__Provided information__:
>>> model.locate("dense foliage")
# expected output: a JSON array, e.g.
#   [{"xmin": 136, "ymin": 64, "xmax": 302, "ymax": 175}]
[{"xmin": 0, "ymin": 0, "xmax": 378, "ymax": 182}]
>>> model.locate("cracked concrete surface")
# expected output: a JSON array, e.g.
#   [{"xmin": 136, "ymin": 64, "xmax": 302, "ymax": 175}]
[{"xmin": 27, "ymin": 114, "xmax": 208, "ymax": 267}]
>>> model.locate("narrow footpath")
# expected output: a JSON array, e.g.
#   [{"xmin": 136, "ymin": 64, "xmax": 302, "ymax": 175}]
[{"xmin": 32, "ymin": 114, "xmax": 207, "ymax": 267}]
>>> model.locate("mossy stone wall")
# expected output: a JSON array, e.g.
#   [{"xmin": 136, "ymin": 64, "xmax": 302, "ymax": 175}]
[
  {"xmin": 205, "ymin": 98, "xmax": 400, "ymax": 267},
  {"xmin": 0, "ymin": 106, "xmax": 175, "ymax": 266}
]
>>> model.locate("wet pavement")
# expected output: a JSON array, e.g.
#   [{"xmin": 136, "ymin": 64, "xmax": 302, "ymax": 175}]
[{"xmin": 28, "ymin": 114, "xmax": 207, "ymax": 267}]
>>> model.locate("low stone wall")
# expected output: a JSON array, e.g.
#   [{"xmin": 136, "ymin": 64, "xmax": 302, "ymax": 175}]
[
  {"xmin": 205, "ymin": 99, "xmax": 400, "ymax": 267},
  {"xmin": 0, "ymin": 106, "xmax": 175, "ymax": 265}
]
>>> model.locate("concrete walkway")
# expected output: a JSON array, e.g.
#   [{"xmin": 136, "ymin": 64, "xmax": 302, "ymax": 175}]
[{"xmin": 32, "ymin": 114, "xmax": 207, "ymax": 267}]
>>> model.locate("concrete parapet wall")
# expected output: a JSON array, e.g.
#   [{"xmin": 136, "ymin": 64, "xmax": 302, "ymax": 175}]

__Your instructions__: Count the lines of the listing above that contain the word "model". Reply with the number alone.

__Result below__: 8